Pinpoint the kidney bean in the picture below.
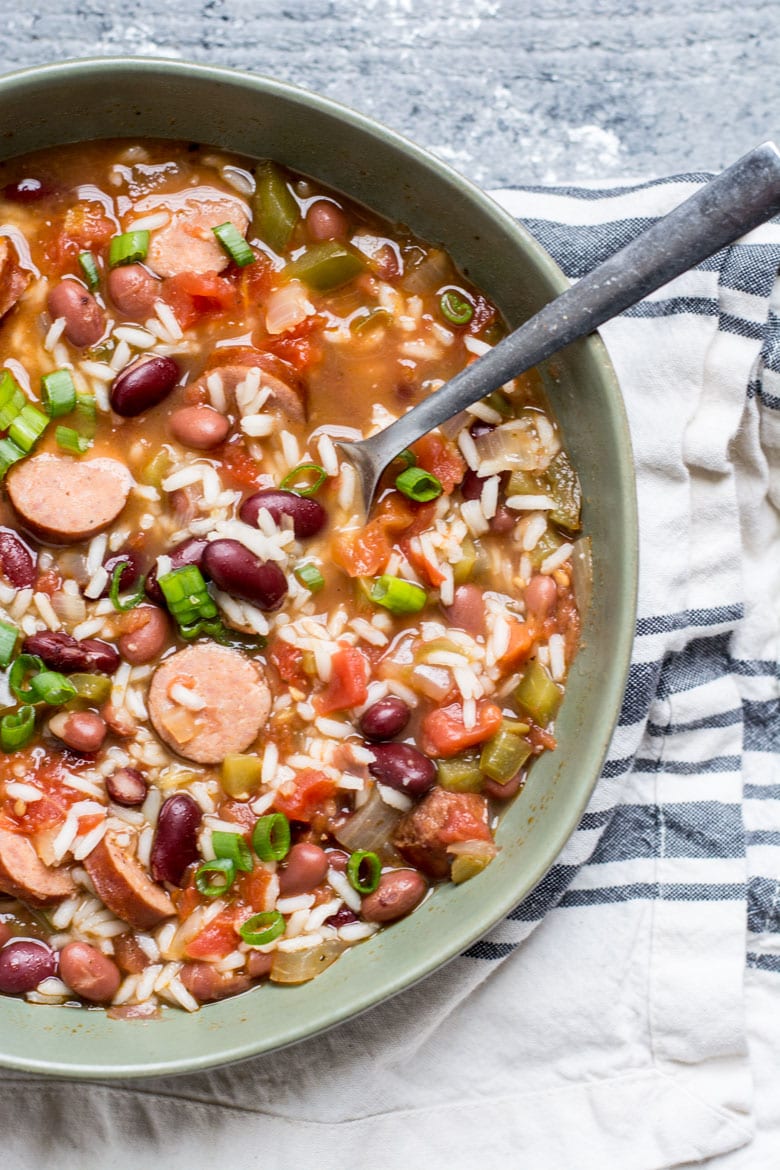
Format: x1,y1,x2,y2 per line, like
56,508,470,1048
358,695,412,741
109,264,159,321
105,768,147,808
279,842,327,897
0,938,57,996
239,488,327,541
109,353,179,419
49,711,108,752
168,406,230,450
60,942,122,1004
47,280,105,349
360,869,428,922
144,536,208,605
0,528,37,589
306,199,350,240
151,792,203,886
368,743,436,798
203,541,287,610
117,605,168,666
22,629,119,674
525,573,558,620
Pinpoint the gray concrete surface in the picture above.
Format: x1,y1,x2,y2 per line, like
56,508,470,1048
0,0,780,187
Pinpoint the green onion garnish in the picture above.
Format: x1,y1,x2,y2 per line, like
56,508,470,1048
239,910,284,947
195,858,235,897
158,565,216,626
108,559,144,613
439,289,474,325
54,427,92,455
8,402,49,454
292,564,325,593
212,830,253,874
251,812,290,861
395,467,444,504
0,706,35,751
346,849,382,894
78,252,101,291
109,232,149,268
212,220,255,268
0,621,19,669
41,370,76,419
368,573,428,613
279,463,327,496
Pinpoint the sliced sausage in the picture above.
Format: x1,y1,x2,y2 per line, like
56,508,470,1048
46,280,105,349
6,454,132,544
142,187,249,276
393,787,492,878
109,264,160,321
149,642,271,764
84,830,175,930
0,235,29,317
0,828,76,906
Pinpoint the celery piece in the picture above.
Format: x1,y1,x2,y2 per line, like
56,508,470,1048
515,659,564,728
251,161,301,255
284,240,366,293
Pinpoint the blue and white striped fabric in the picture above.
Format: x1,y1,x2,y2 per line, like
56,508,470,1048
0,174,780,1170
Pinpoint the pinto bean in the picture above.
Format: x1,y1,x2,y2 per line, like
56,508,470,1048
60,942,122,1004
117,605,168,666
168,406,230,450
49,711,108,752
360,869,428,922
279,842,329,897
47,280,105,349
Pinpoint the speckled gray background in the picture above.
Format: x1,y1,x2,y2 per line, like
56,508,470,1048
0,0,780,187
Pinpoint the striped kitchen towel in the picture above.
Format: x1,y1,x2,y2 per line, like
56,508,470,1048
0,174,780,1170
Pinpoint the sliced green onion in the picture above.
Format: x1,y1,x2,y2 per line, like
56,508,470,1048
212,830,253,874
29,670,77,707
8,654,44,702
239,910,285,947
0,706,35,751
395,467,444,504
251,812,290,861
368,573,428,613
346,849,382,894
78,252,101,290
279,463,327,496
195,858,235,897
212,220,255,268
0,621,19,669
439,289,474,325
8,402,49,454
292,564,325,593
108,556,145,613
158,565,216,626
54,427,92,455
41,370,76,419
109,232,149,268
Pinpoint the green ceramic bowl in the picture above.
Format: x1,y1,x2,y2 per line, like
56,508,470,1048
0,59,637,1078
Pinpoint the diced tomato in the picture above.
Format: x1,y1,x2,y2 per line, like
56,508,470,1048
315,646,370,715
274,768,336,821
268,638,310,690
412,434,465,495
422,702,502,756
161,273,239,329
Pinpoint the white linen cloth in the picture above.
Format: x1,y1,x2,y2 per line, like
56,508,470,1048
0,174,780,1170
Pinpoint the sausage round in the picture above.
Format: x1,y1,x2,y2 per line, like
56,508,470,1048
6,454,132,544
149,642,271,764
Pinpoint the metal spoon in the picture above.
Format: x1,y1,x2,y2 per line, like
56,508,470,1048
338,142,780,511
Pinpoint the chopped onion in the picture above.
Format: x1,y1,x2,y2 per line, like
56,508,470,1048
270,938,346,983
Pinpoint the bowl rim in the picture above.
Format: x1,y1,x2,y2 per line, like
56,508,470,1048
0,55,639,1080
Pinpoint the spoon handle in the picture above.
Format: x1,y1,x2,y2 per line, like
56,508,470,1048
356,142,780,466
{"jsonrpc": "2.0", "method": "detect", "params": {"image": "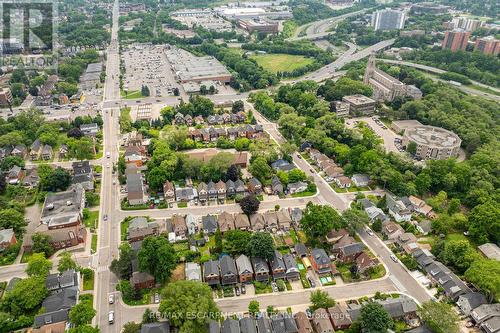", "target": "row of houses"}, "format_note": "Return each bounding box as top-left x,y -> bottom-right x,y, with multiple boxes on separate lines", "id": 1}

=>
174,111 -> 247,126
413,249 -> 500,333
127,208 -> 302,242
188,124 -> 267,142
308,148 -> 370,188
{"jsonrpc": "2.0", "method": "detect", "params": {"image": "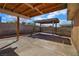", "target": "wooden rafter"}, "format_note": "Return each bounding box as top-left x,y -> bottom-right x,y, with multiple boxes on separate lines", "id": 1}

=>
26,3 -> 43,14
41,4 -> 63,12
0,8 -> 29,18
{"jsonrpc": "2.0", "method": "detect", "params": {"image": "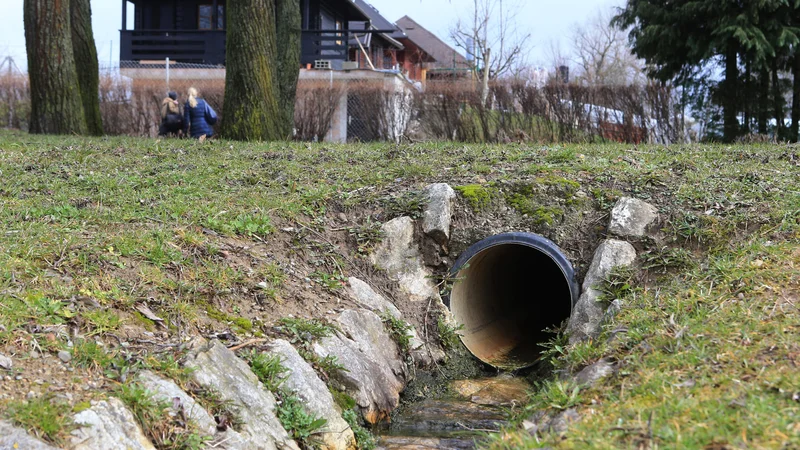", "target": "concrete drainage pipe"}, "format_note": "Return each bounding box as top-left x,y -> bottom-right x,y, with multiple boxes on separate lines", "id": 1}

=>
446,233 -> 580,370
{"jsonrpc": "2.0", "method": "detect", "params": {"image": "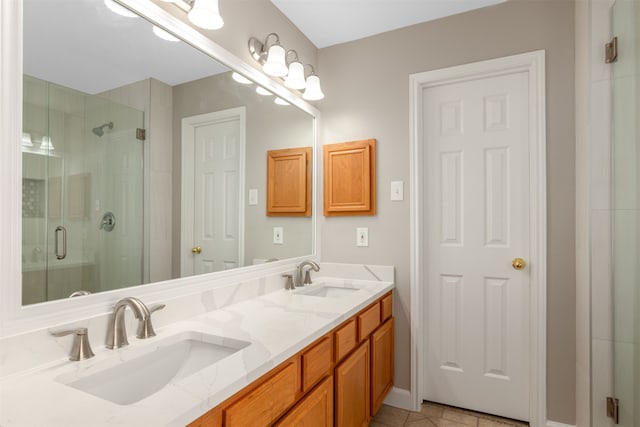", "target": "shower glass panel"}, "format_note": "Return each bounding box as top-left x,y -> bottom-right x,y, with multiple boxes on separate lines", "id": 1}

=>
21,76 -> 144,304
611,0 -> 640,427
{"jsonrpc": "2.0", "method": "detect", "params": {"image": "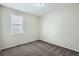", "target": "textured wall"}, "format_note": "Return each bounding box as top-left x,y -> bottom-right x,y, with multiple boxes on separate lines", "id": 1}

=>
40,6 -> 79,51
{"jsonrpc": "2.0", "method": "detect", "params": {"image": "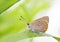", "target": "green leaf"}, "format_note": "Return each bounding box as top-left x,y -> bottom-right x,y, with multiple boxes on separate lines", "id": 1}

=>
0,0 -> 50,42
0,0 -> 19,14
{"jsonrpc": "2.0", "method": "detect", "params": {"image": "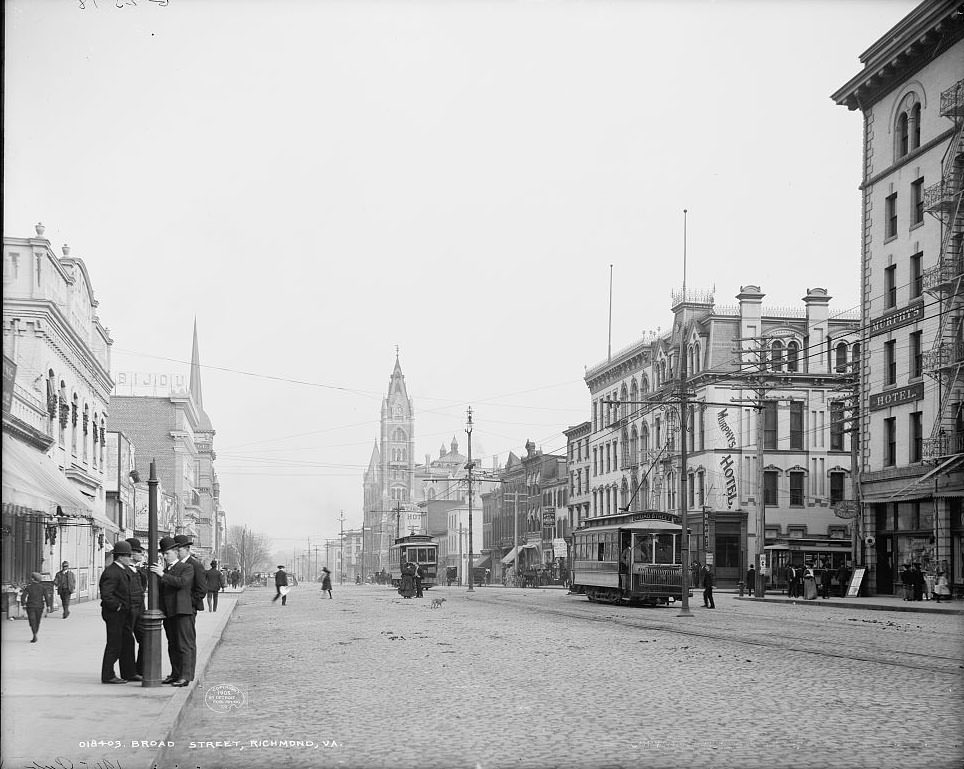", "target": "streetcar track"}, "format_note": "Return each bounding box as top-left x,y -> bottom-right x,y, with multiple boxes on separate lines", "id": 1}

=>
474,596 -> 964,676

•••••

OBJECTIVE: Please copy out the material starting at the line containing "Pinpoint the sliced sausage" and ending at the line containing "0,828,76,906", both lines included, with every bounding-box coordinate in the answers adjusted by -24. Give only those lines.

SOLUTION FOR THIS EXERCISE:
Pinpoint the sliced sausage in the picture above.
Format: x1,y1,x2,y2 per line, like
56,508,470,1048
22,256,81,325
-18,430,108,520
118,163,225,252
369,763,468,854
85,240,136,297
125,618,247,740
60,806,151,906
-24,211,5,293
-24,804,52,882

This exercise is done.